* [DOCUMENT SOURCE]
· · · · ·

Un langage commun pour orienter la finance vers des investissements positifs en nature
La COP15, qui s’est ouverte la semaine dernière à Montréal, représente une occasion historique d'amorcer une transformation du système et d'inverser la perte de biodiversité. Mais cela ne peut se faire que si nous réduisons les impacts négatifs de la finance sur les ressources naturelles et si nous réorientons les flux financiers vers des modèles économiques positifs en nature.
Pour soutenir cette évolution de la finance, nous avons besoin de taxonomies vertes complètes. La nouvelle étude menée par le WWF en coopération avec le groupe de réflexion allemand Climate & Company montre aujourd'hui que la plupart de ces taxonomies déployées par les gouvernements, ne parviennent pas à intégrer de critères liés à la biodiversité. Sur les 14 taxonomies en cours d'élaboration dans les pays du G20, seules 6 incluent ou prévoient d'inclure des objectifs environnementaux ou des critères de performance liés à la nature pour les secteurs industriels les plus impactants. Même dans les pays du G20 les plus riches en biodiversité qui développent des taxonomies, l'accent n'est mis que sur le climat. Les critères de performance environnementale liés à la nature restent aujourd'hui l'exception plutôt que la règle.
Si les chefs de gouvernement des pays du G20 ont récemment reconnu "l'urgente nécessité de renforcer les politiques et de mobiliser des financements pour faire face au changement climatique, à la perte de biodiversité et à la dégradation de l'environnement, notamment en augmentant de manière significative le soutien aux pays en développement", il reste encore beaucoup à faire pour rattraper le retard en matière de biodiversité.

· · · · ·

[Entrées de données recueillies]
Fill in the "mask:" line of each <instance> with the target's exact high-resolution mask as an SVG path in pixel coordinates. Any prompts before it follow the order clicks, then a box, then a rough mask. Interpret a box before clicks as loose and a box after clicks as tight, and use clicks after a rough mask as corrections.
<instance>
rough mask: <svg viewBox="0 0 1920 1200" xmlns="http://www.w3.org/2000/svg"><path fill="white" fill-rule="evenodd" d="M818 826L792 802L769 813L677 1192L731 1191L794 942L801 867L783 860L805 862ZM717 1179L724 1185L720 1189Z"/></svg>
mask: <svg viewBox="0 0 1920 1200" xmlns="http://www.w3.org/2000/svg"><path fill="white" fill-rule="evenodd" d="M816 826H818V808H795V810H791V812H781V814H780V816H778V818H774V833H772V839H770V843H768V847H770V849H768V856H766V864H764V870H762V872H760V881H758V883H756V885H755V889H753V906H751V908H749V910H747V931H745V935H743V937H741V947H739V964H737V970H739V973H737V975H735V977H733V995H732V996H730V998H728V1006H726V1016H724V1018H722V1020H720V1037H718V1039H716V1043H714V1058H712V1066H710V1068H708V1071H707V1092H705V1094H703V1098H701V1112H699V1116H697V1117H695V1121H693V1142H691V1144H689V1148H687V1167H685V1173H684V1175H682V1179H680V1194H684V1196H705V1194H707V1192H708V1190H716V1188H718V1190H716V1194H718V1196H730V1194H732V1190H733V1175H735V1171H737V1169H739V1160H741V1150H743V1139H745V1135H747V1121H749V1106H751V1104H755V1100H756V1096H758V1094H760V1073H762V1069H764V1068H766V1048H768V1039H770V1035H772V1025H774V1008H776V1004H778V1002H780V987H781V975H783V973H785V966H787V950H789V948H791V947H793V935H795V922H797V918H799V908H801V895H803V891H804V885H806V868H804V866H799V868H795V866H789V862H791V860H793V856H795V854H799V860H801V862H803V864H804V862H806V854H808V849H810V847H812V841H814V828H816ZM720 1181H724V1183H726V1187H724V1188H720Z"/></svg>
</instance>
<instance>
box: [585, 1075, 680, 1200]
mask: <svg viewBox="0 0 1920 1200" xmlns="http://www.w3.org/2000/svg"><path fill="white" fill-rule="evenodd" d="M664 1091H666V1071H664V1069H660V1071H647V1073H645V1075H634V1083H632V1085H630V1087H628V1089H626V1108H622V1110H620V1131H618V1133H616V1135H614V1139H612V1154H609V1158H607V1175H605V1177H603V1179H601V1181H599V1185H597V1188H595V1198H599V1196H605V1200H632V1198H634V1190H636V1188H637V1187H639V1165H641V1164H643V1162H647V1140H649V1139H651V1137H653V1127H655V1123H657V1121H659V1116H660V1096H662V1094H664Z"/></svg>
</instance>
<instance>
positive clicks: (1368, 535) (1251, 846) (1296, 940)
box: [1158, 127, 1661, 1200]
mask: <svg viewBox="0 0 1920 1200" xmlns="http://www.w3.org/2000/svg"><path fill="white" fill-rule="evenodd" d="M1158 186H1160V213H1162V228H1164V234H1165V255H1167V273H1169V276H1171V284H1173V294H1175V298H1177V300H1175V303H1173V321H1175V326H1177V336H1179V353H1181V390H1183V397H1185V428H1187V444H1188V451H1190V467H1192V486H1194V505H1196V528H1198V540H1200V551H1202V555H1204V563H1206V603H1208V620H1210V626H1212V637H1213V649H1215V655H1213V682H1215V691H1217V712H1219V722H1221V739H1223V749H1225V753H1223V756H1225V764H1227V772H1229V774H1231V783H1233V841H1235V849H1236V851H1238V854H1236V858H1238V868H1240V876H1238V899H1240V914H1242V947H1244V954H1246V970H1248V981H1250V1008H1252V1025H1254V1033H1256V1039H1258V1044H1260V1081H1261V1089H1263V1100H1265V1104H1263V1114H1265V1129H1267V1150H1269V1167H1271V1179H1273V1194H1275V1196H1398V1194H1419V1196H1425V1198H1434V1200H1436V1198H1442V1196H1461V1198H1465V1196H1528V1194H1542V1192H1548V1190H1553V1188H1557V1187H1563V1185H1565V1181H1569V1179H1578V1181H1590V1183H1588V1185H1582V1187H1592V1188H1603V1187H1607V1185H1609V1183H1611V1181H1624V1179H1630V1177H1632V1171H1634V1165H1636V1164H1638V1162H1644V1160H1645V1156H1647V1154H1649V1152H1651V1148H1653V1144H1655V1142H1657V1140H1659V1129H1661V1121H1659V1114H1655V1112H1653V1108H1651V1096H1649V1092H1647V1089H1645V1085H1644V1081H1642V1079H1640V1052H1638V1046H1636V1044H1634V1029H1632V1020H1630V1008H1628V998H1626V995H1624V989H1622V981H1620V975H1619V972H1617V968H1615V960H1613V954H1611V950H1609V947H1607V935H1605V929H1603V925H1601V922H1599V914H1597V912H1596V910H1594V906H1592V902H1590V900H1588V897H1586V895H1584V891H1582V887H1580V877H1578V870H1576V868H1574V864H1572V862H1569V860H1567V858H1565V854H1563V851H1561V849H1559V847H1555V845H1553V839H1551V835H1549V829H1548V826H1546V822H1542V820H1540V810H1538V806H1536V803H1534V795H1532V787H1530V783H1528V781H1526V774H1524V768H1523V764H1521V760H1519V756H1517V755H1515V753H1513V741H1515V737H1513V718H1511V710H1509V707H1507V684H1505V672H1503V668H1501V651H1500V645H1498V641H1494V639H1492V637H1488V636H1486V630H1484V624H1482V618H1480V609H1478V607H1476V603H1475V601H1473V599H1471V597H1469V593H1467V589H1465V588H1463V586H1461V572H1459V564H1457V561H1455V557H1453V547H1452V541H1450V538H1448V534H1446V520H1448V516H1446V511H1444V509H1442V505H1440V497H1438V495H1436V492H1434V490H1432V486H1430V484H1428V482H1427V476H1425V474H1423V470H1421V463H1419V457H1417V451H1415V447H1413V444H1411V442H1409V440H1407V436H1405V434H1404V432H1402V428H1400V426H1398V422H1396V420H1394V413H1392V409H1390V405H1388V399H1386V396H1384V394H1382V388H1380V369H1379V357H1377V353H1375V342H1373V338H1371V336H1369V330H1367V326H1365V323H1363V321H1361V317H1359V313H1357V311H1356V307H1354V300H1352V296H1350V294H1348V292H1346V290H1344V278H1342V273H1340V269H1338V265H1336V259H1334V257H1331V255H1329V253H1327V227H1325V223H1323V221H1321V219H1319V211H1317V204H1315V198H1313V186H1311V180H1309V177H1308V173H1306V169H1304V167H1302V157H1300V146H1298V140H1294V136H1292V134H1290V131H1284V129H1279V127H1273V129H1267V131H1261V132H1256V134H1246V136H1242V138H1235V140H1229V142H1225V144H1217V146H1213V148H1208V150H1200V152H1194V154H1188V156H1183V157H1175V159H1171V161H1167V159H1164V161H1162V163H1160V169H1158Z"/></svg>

· · · · ·

* [CONSIGNE]
D'après l'article sur la finance et la biodiversité, combien des 14 taxonomies en cours d'élaboration dans les pays du G20 incluent ou prévoient d'inclure des objectifs environnementaux ou des critères de performance liés à la nature ?

* [RÉSULTAT ATTENDU]
Seules 6 d'entre elles.